Exercise requirements |
1. Update the part of the Troy travel diary that opens with the words containing "Day Seven - Saturday" and closes with "across the Dardenelles.", replacing "bus" with "coach".
2. Extend the travel diary entry about the day at Troy, picking up right after its last sentence.

Text section |
++++

Day Seven - Saturday June 12

Today was travel for the first part, then seeing the city of Troy.

We got on the bus in Istanbul and traveled for a couple of hours to a rest stop, then back on the bus and another couple of hours till lunch. Lunch was right before we took a ferry across the Dardenelles.

We traveled for another hour or so, stopping at the ancient city of Troy, legendary from the stories of Homer of the Illiad and the Oddessey - the idea of a 10 year old battle between the Greeks and the Persians, over a woman named Helen, ending when the Greeks left a wooden horse and the Persians took it into their city. In the 1930's a German by the name of Schliemann was looking for Troy and found this Tel in the right place. He hired some Turkish workers and started excavating, and he found something. Schliemann was not the most careful archeologist, and what he discovered they later found to be the ruins of Troy II from 2500 BC. The city of Troy that Homer wrote about would have been Troy VI around 500 BC. In all, they have found nine distinct Troys, with some subdivisions within each one.

++++

Dataset rows |
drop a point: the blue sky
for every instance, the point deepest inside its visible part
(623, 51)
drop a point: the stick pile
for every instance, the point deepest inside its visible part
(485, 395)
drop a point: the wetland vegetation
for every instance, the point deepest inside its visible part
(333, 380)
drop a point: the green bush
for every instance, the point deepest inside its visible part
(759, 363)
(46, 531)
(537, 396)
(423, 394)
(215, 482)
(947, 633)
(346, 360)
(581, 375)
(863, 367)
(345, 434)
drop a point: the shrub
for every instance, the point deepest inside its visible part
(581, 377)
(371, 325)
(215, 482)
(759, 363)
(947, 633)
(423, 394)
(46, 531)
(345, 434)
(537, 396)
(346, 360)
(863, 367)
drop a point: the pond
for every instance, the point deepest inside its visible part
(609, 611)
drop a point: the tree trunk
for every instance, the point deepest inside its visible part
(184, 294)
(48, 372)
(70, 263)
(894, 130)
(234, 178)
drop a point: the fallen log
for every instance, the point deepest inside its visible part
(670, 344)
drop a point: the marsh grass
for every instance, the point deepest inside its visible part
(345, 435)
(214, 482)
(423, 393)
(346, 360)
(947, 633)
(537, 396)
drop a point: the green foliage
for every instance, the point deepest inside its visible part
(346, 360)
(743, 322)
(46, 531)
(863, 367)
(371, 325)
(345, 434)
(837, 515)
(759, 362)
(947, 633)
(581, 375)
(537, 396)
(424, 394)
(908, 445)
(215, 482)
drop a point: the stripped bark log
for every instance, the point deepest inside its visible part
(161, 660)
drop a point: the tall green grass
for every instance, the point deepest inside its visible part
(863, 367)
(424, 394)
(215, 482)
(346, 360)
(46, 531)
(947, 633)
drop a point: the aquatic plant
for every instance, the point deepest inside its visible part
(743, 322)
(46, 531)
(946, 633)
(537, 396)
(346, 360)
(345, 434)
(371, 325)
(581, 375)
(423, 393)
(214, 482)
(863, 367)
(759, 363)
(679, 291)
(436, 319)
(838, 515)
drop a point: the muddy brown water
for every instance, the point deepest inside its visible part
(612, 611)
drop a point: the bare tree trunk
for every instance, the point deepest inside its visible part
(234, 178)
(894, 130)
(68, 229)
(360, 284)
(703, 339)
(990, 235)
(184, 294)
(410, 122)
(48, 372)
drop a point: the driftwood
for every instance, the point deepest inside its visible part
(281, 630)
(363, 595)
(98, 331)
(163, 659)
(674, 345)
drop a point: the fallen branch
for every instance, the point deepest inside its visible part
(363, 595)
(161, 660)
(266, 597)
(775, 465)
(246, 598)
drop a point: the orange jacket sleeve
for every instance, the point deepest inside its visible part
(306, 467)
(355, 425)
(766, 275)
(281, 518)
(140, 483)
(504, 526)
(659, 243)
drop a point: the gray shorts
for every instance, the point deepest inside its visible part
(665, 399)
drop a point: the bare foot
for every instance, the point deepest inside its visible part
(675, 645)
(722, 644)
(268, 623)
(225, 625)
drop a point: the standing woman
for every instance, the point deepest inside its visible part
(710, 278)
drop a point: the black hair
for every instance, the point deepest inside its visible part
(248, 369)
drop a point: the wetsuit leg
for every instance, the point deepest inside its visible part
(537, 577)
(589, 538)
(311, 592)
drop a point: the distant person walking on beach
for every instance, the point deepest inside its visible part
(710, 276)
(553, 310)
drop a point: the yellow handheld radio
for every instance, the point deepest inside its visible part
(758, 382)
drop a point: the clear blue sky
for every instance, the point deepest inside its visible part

++++

Solved tasks |
1.
Day Seven - Saturday June 12

Today was travel for the first part, then seeing the city of Troy.

We got on the coach in Istanbul and traveled for a couple of hours to a rest stop, then back on the coach and another couple of hours till lunch. Lunch was right before we took a ferry across the Dardenelles.

2.
Day 7 teaching from Pastor Wayne was on the bus before Troy, giving us some history background on the people in this area that we are traveling through. Covering the period from 2000 BC (time of Abraham) to 1500 BC (time of Moses). The Old Babylonian empire was in decline. The Egytian empire was going strong. These times are called "Heroic" times because there is little hard evidence, but a lot of legends, which are generally based on some truth.

During this time, the Hittite people arose in present-day Turkey, and for a while they controlled the area at Jerusalem. We don't know a lot about them because of lack of records. There was also the Minoan culture on Crete, which apparently had a very strong navy because they did not build walls around their city. We don't know a whole lot about them because they wrote in a language we call Linear Script B, and we have not found a Rosetta stone to allow us to translate it. This time was also a rise of a people groups called Phoenician, which were active in the seas. The Phoenicians gave us the Western alphabet.

In the time around 1500 BC, several of these people groups were on the move. Not sure what the exact reason was, but there was some climate change in what is modern-day Russia, which forced some nomads further south.

(Notes below are a very raw. I'll come back and clean them up later.)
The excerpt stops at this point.